Travail demandé: Poursuivez le texte sur les migrations juives vers Paris à partir de l'endroit où il s'arrête.

Extrait de page:
Mosaïques juives à Paris
Au cours du XIXe siècle, des juifs venus notamment d'Allemagne s'installent en France, surtout à Paris. Il s’agit, pour beaucoup, d’intellectuels — comme Heinrich Heine (Espagne 1996) —, d’artistes — telle la comédienne Rachel ou les musiciens Giacomo Meyerbeer et Jacques Offenbach —, d’hommes d’affaires et de banquiers — James de Rothschild par exemple.
Mouvements depuis la fin du XIXe siècle
C'est surtout à partir du début des années 1880, à la suite des pogromes qui ensanglantent les communautés juives de l'Empire russe après l'assassinat du tsar Alexandre II et du sévère durcissement de la législation antisémite, que se développe un important mouvement migratoire juif. Les nouveaux venus sont originaires de diverses régions de l’Empire, majoritairement de la Zone de Résidence[1].
Les États-Unis sont la destination privilégiée par ces migrants qui y voient un véritable Eldorado (Diner 2006. Ousset-Krief 2009). L'Allemagne et la Grande-Bretagne constituent les principaux pôles d’attraction en Europe occidentale, tandis que la Palestine attire des groupes numériquement modestes d’« Amants de Sion » (Delmaire 2019).
Pour beaucoup, la France apparaît plutôt comme une escale mais certains décident finalement de rester dans le pays qu’ils considèrent comme la « patrie des droits de l'homme », premier pays à avoir accordé aux Juifs l'égalité civique en 1791. Pourtant, la société française ne porte pas toujours un regard bienveillant sur ces immigrés qui la surprennent voire l’inquiètent par leur altérité linguistique, vestimentaire, culturelle — comme en témoigne la Une du supplément illustré du Petit Journal en 1892. Nettement moins nombreux et plus rapidement acculturés, les étudiants venus poursuivre leur cursus universitaire en France pour échapper au numerus clausus en vigueur dans l’Empire russe attirent moins l’attention (Gouzevitch 2002).
Le mouvement migratoire juif se poursuit au début du XXe siècle, pour des raisons à la fois économiques et idéologiques. Le pogrome de Kichinev en 1903 et la révolution avortée de 1905 l’accélèrent. La fin de la Première Guerre mondiale, qui s’accompagne d’un bouleversement de la carte de l’Europe et de la démographie juive, lui donne encore un nouvel essor. La plupart des nouveaux venus arrivent désormais des anciennes provinces polonaises de l'Empire, regroupées au sein de la Deuxième République de Pologne. La plupart d'entre eux s'installent à Paris, d'autres préfèrent résider dans l’Est de la France (Gousseff 2001). Il en va de même pour les migrants juifs qui fuient la politique discriminatoire de la Roumanie.

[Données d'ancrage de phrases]
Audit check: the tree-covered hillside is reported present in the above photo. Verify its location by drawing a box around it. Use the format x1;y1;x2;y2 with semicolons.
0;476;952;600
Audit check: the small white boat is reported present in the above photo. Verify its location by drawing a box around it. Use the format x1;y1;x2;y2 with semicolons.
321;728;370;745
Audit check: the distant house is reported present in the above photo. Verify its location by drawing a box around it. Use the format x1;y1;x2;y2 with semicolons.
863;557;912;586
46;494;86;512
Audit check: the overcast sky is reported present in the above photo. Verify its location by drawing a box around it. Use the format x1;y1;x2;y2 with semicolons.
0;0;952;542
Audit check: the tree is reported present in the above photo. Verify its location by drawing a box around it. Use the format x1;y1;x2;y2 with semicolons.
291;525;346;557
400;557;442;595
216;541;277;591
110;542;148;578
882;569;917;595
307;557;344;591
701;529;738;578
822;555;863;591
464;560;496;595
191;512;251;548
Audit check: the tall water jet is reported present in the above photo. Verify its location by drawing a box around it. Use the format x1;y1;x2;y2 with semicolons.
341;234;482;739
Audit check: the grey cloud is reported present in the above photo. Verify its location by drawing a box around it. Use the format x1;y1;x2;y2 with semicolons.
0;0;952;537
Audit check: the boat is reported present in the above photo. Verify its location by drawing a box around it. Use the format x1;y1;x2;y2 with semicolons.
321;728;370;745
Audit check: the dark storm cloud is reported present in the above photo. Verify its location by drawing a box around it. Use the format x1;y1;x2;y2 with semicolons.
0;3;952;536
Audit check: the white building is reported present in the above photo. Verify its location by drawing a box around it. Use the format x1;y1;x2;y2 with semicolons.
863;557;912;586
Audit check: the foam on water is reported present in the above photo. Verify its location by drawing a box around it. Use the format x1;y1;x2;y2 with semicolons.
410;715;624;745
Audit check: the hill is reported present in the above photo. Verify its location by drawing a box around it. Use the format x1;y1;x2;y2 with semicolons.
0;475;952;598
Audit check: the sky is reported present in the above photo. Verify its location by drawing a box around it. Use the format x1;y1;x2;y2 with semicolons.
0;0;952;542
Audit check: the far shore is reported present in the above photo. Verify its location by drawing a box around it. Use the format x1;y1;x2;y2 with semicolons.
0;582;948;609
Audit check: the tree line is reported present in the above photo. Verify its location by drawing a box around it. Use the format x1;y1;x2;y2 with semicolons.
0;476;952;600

Réponse rédigée:
On est très loin, cependant, de l’« invasion juive » dénoncée par certains courants xénophobes et antisémites : entre 1881 et 1925, 100 000 juifs de l’Est européen s’installent en France alors que plus de deux millions optent pour les États-Unis avant que l’Immigration Act de 1924 instaure des quotas et les oblige à choisir d’autres destinations — dont la France où, à la veille de la Seconde Guerre mondiale, les juifs immigrés sont plus nombreux que les israélites de vieille ascendance française.
La situation de Paris. Le quartier Saint-Gervais
Il n'existe pas à proprement parler de « quartier(s) juif(s) » à Paris. Néanmoins certains arrondissements de la capitale se caractérisent par une importante population juive ainsi que par la présence de commerces spécifiques — commerces de bouche casher et magasins d’objets cultuels en particulier —, de cafés, d'établissements religieux et culturels qui sont autant de lieux de sociabilité pour les nouveaux arrivants. Le yiddish est la langue commune.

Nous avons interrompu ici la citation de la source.